------ Records to process ------
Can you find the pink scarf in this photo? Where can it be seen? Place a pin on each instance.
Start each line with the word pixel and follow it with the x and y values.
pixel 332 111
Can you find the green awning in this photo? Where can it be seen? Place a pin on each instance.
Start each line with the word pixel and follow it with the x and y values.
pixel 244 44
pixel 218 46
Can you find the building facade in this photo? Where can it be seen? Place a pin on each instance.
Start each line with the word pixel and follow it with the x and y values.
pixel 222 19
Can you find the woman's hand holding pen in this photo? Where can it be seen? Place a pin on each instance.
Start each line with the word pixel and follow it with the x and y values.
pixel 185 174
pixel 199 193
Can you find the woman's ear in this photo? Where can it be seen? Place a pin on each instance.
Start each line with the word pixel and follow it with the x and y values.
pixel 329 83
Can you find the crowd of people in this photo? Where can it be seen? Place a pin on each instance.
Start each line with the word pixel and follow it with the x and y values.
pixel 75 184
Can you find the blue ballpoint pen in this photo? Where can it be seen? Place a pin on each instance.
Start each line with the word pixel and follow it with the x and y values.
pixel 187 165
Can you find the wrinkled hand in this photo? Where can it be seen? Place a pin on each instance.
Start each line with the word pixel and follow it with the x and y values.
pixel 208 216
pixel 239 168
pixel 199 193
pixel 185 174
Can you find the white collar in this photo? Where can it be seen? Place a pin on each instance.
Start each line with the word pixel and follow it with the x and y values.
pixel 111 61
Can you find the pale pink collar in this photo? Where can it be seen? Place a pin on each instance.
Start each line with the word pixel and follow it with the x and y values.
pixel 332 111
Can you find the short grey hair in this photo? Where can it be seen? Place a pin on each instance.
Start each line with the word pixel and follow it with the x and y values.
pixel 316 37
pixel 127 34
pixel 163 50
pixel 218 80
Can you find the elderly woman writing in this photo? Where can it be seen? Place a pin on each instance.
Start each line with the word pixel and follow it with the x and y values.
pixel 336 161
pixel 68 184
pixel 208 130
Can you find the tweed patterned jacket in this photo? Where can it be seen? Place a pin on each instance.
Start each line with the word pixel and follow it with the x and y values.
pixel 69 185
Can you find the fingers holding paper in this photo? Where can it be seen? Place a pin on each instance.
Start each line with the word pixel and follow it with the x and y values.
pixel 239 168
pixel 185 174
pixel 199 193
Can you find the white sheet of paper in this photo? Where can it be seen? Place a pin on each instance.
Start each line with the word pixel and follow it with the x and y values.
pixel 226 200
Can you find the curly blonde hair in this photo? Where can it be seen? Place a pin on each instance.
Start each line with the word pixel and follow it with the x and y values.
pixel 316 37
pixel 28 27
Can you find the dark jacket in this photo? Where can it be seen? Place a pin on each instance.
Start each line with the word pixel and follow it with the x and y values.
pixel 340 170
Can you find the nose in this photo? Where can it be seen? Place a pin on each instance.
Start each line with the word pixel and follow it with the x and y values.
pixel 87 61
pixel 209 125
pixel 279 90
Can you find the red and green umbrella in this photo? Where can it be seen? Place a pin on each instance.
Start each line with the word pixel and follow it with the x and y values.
------
> **What the exercise asks**
Reproduce each of the records above exactly as they appear, line for line.

> **The output**
Can you find the pink scarf in this photo? Where can it be seen? Place a pin on each instance.
Start each line with the word pixel and follow it with the x and y values.
pixel 332 111
Can you find the green awning in this photo? Where can it be seen? Place a pin on each instance.
Start each line with the word pixel and follow it with the x and y values.
pixel 244 44
pixel 218 46
Can you find the building facade in this photo? Where can it be seen? Place a pin on each instance.
Start each line with the word pixel and follow it with the x and y values.
pixel 222 19
Can you find the woman's hand holding pen in this photo? Where can it be seen? Place a pin on each instance.
Start each line with the word pixel and follow it with the x and y values.
pixel 185 174
pixel 199 193
Can you find the woman's ear in this photo? Where can it be seen? Place a pin on each instance.
Start each line with the word pixel and follow it with the x and y values.
pixel 329 83
Can you find the crowd of people in this photo? Where can it be seen? Place a pin on each instance.
Start each line with the word pixel and follow it with the x and y values.
pixel 75 184
Can you find the blue ballpoint pen in this photo? Where can it be seen? Place a pin on each instance.
Start each line with the word pixel and follow it with the x and y values.
pixel 187 165
Can you find the wrinkled hand in this photo? Where can it be seen? Place a pin on each instance.
Start each line with the word pixel and follow it with the x and y values.
pixel 208 216
pixel 239 168
pixel 199 193
pixel 185 174
Can you find the white collar in this photo? Where can it be seen? Place a pin on each instance.
Start each line with the word pixel and follow it with the x and y values.
pixel 111 61
Can you find the pale pink collar in this photo? Where can it be seen? Place a pin on each instance.
Start each line with the word pixel and follow it with the x and y values.
pixel 332 111
Can you find the short grey hair in this photo? Where can it be seen? Place a pin on each instance.
Start each line with the word pixel and follow it with the x and y values.
pixel 316 37
pixel 127 34
pixel 163 50
pixel 218 80
Can you find the elderly woman writing in this photo? Where can it be seen? Place a pin on each instance.
Start each line with the word pixel and follow it with the x and y values.
pixel 336 161
pixel 68 184
pixel 208 130
Can you find the tweed patterned jacket in this photo? Where can it be seen? Place a pin on each instance.
Start each line with the word pixel and follow it with the x and y values.
pixel 69 185
Can you find the fingers holding paper in this photo? Where can it be seen? Place a pin on each instance.
Start each line with the word pixel and follow it with the x and y values.
pixel 239 168
pixel 185 174
pixel 199 193
Can you find the white sheet of paper in this photo? Where can it be seen? Place a pin on each instance.
Start each line with the word pixel and follow it with the x and y values.
pixel 226 200
Can you find the curly blonde hair in this photo? Where can it be seen? Place a pin on each instance.
Start each line with the word pixel and follow it with the x and y values.
pixel 316 37
pixel 28 27
Can you find the dark jacket in this photo? Where can it be seen? Place a pin on each instance.
Start each line with the word pixel and follow it with the x and y values.
pixel 340 170
Can you find the nose in this photo? Where can it be seen? Place a pin on each instance.
Start each line with the word pixel and follow it with the x and y values.
pixel 87 61
pixel 209 125
pixel 279 90
Can you find the red and green umbrella in this photo? Where can it be seen? Place a pin on each instance.
Start each line with the word pixel and follow it with the x and y values.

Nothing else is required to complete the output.